** START OF DATA FOR THIS TASK **

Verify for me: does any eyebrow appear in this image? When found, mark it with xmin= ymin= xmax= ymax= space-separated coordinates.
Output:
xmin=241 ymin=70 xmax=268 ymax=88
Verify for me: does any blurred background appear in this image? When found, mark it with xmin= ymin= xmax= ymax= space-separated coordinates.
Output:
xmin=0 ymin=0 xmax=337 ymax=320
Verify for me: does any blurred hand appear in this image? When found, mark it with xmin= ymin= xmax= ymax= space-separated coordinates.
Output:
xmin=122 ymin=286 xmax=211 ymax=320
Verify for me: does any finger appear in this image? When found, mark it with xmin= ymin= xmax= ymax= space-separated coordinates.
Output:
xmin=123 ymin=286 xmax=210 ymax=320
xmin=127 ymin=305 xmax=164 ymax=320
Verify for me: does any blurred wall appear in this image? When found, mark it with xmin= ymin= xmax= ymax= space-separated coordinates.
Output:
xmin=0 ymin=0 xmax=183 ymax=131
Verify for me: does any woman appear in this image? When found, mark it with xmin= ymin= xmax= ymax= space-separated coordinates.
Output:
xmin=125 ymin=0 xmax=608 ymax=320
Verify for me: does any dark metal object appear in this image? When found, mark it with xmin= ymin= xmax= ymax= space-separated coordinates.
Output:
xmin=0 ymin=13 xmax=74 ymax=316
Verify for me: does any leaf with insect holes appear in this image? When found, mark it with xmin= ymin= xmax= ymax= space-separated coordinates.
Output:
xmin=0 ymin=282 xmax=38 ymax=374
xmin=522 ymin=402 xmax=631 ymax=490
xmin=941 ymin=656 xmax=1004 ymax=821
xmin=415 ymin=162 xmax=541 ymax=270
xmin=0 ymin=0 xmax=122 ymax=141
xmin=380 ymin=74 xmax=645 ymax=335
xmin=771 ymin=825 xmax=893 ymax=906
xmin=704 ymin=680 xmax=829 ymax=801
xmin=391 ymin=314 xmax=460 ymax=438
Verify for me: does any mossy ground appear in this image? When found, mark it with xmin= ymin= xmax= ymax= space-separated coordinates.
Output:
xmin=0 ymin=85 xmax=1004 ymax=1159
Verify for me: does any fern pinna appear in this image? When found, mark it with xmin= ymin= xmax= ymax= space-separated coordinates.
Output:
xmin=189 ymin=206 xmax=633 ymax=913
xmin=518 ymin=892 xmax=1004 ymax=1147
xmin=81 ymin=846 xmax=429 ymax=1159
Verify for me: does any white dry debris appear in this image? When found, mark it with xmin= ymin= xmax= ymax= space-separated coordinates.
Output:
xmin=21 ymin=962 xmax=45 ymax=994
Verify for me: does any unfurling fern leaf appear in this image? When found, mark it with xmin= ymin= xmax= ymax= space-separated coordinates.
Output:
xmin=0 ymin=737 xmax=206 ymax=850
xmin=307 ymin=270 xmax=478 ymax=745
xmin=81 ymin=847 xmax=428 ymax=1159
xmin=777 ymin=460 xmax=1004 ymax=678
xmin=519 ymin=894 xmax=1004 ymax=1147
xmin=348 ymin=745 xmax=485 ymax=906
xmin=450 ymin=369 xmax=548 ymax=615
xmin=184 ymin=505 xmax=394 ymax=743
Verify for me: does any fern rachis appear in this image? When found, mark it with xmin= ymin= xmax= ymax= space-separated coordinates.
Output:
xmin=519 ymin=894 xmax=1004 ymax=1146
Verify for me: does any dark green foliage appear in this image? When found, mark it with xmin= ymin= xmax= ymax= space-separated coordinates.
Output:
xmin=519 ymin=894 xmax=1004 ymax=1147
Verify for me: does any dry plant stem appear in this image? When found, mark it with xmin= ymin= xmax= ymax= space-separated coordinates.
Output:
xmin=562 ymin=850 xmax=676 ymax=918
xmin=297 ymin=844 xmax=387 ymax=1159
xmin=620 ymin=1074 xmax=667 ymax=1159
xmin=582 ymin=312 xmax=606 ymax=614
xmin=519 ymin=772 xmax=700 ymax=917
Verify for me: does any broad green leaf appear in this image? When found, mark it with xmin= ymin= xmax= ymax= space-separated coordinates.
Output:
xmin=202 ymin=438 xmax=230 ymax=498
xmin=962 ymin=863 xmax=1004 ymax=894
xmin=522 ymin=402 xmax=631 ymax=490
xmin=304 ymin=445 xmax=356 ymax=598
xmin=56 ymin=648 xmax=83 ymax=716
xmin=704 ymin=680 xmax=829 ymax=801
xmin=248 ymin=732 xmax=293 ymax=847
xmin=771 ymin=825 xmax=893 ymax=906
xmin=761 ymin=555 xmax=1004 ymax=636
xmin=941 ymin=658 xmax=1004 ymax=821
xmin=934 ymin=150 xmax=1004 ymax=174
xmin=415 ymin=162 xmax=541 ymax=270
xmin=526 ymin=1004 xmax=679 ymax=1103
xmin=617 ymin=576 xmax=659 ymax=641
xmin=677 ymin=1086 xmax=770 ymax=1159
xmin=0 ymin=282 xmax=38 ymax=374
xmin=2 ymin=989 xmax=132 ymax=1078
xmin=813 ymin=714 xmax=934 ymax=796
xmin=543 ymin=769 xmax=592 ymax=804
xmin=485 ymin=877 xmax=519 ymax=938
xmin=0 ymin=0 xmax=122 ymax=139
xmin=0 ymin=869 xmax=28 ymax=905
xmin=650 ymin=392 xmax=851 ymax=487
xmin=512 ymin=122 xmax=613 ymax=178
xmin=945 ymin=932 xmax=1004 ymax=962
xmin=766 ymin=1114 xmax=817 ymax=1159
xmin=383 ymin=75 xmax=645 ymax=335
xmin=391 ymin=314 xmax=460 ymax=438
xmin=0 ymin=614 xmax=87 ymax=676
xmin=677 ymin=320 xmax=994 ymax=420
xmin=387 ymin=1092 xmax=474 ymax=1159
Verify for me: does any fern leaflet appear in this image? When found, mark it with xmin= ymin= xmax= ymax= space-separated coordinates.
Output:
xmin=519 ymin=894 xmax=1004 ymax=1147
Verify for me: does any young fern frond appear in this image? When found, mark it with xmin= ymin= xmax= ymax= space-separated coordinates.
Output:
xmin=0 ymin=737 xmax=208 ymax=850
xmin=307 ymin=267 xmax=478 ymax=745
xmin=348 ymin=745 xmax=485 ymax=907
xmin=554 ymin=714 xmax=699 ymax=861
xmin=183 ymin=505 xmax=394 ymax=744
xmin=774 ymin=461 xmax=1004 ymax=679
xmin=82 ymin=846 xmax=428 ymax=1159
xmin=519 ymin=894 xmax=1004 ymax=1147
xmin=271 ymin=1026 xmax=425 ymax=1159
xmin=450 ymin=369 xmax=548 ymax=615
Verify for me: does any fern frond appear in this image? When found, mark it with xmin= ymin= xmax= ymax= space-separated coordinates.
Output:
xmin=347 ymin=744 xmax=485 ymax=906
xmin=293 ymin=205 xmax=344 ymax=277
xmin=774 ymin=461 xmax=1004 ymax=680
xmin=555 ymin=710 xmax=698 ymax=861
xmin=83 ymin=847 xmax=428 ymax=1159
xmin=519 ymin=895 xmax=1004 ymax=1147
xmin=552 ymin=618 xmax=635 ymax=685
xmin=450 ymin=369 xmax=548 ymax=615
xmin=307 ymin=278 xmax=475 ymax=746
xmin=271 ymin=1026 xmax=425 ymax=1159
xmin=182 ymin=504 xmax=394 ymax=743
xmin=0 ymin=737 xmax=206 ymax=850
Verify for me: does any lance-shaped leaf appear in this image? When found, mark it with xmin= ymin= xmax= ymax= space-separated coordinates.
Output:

** END OF DATA FOR THIS TASK **

> [TASK STATEMENT]:
Print all of the items above again, word for word and unchanged.

> [RESPONSE TO THIS EXERCISE]:
Verify for me: does any eyebrow appear in this image? When found, mark it with xmin= ymin= xmax= ymax= space-separated coordinates.
Output:
xmin=241 ymin=70 xmax=268 ymax=88
Verify for me: does any blurred background appear in this image? When found, mark it with xmin= ymin= xmax= ymax= space-separated coordinates.
Output:
xmin=0 ymin=0 xmax=337 ymax=320
Verify for me: does any blurred hand appear in this image? When found, mark it with xmin= ymin= xmax= ymax= space-separated coordinates.
Output:
xmin=122 ymin=286 xmax=211 ymax=320
Verify for me: does any finger appear in this image? When found, mark it with xmin= ymin= xmax= ymax= space-separated coordinates.
Output:
xmin=123 ymin=286 xmax=210 ymax=320
xmin=127 ymin=305 xmax=164 ymax=320
Verify for me: does any blurred wall appear in this image? When found, mark it with xmin= ymin= xmax= ymax= space-separated coordinates.
Output:
xmin=0 ymin=0 xmax=183 ymax=131
Verify for me: does any woman appear in this image? When found, mark it with xmin= ymin= xmax= ymax= space-separated coordinates.
Output:
xmin=125 ymin=0 xmax=608 ymax=320
Verify for me: does any dark metal object appear in this image? When found, mark it with xmin= ymin= xmax= ymax= space-separated coordinates.
Output:
xmin=0 ymin=13 xmax=74 ymax=316
Verify for me: does any leaf with insect holes appear in this image? When found, mark it with xmin= ymin= xmax= ymax= space-separated coordinates.
Output:
xmin=0 ymin=282 xmax=38 ymax=374
xmin=522 ymin=402 xmax=631 ymax=490
xmin=941 ymin=656 xmax=1004 ymax=821
xmin=415 ymin=162 xmax=541 ymax=270
xmin=0 ymin=0 xmax=122 ymax=141
xmin=380 ymin=74 xmax=645 ymax=335
xmin=771 ymin=825 xmax=893 ymax=906
xmin=704 ymin=680 xmax=829 ymax=801
xmin=391 ymin=314 xmax=460 ymax=438
Verify for me: does any mossy ground appear in this image? When found, mark it with xmin= ymin= xmax= ymax= space-separated coordinates.
Output:
xmin=0 ymin=85 xmax=1004 ymax=1159
Verify for me: does any fern pinna appear in this image? When found, mark it with xmin= ymin= xmax= ymax= space-separated coordinates.
Output:
xmin=189 ymin=206 xmax=633 ymax=913
xmin=518 ymin=892 xmax=1004 ymax=1147
xmin=81 ymin=846 xmax=429 ymax=1159
Verify for me: does any white dry debris appear in this image? When found, mark it with xmin= ymin= xmax= ymax= space-separated coordinates.
Output:
xmin=21 ymin=962 xmax=45 ymax=994
Verify for me: does any unfurling fern leaf appear in this image? When found, mark it with xmin= ymin= xmax= ymax= space-separated coordinates.
Output:
xmin=0 ymin=737 xmax=206 ymax=850
xmin=307 ymin=270 xmax=478 ymax=745
xmin=81 ymin=847 xmax=428 ymax=1159
xmin=777 ymin=460 xmax=1004 ymax=678
xmin=519 ymin=894 xmax=1004 ymax=1147
xmin=348 ymin=745 xmax=485 ymax=906
xmin=450 ymin=369 xmax=548 ymax=615
xmin=184 ymin=505 xmax=394 ymax=743
Verify for me: does any fern rachis appear in this image? When found, mark it with xmin= ymin= xmax= ymax= space-separated coordinates.
Output:
xmin=519 ymin=894 xmax=1004 ymax=1146
Verify for me: does any dark green foliage appear in this image? When found, mark it with xmin= ymin= xmax= ymax= space-separated coordinates.
Output:
xmin=519 ymin=894 xmax=1004 ymax=1147
Verify for me: does any dry plant stem appear in this image? When found, mark it with xmin= ymin= xmax= ymax= space-separated coordinates.
Output:
xmin=562 ymin=850 xmax=676 ymax=918
xmin=297 ymin=844 xmax=387 ymax=1159
xmin=620 ymin=1074 xmax=667 ymax=1159
xmin=582 ymin=312 xmax=606 ymax=614
xmin=519 ymin=772 xmax=700 ymax=917
Verify for me: does any broad green leaf appear in this image? When found, mark it with xmin= ymin= xmax= ymax= space-separated coordinates.
Output:
xmin=202 ymin=438 xmax=230 ymax=498
xmin=962 ymin=863 xmax=1004 ymax=894
xmin=522 ymin=402 xmax=631 ymax=490
xmin=304 ymin=445 xmax=356 ymax=598
xmin=56 ymin=648 xmax=83 ymax=716
xmin=704 ymin=680 xmax=829 ymax=801
xmin=248 ymin=732 xmax=293 ymax=847
xmin=771 ymin=825 xmax=893 ymax=906
xmin=761 ymin=555 xmax=1004 ymax=636
xmin=941 ymin=658 xmax=1004 ymax=821
xmin=934 ymin=150 xmax=1004 ymax=174
xmin=415 ymin=162 xmax=541 ymax=270
xmin=526 ymin=1004 xmax=679 ymax=1103
xmin=617 ymin=576 xmax=659 ymax=641
xmin=677 ymin=1086 xmax=770 ymax=1159
xmin=0 ymin=282 xmax=38 ymax=374
xmin=2 ymin=989 xmax=132 ymax=1078
xmin=813 ymin=714 xmax=934 ymax=796
xmin=543 ymin=769 xmax=592 ymax=804
xmin=485 ymin=877 xmax=519 ymax=938
xmin=0 ymin=0 xmax=122 ymax=139
xmin=0 ymin=869 xmax=28 ymax=905
xmin=650 ymin=392 xmax=851 ymax=487
xmin=512 ymin=122 xmax=613 ymax=178
xmin=945 ymin=932 xmax=1004 ymax=962
xmin=766 ymin=1114 xmax=817 ymax=1159
xmin=383 ymin=75 xmax=645 ymax=335
xmin=391 ymin=314 xmax=460 ymax=438
xmin=0 ymin=614 xmax=87 ymax=676
xmin=677 ymin=320 xmax=994 ymax=420
xmin=387 ymin=1092 xmax=474 ymax=1159
Verify for me: does any fern leaflet appear in this image? When found, mark it with xmin= ymin= xmax= ymax= space-separated coordinates.
Output:
xmin=519 ymin=894 xmax=1004 ymax=1147
Verify for me: does any young fern frond appear in this image? When found, mark it with xmin= ymin= xmax= ymax= space-separated coordinates.
Output:
xmin=0 ymin=737 xmax=208 ymax=850
xmin=307 ymin=267 xmax=478 ymax=745
xmin=348 ymin=745 xmax=485 ymax=907
xmin=554 ymin=714 xmax=699 ymax=861
xmin=183 ymin=505 xmax=394 ymax=744
xmin=774 ymin=461 xmax=1004 ymax=679
xmin=82 ymin=846 xmax=428 ymax=1159
xmin=519 ymin=894 xmax=1004 ymax=1147
xmin=271 ymin=1026 xmax=425 ymax=1159
xmin=450 ymin=369 xmax=548 ymax=615
Verify for me: does any fern frond appear in this image? When found, mark it with xmin= ymin= xmax= ymax= space-separated coordinates.
Output:
xmin=347 ymin=744 xmax=485 ymax=906
xmin=293 ymin=205 xmax=344 ymax=277
xmin=774 ymin=461 xmax=1004 ymax=680
xmin=555 ymin=710 xmax=698 ymax=861
xmin=83 ymin=847 xmax=428 ymax=1159
xmin=519 ymin=895 xmax=1004 ymax=1147
xmin=552 ymin=618 xmax=635 ymax=685
xmin=450 ymin=369 xmax=548 ymax=615
xmin=307 ymin=278 xmax=475 ymax=746
xmin=271 ymin=1026 xmax=425 ymax=1159
xmin=182 ymin=504 xmax=394 ymax=743
xmin=0 ymin=737 xmax=206 ymax=850
Verify for me: does any lance-shaped leaf appear in this image? When found, mark it with xmin= ymin= xmax= ymax= space-separated coordinates.
Output:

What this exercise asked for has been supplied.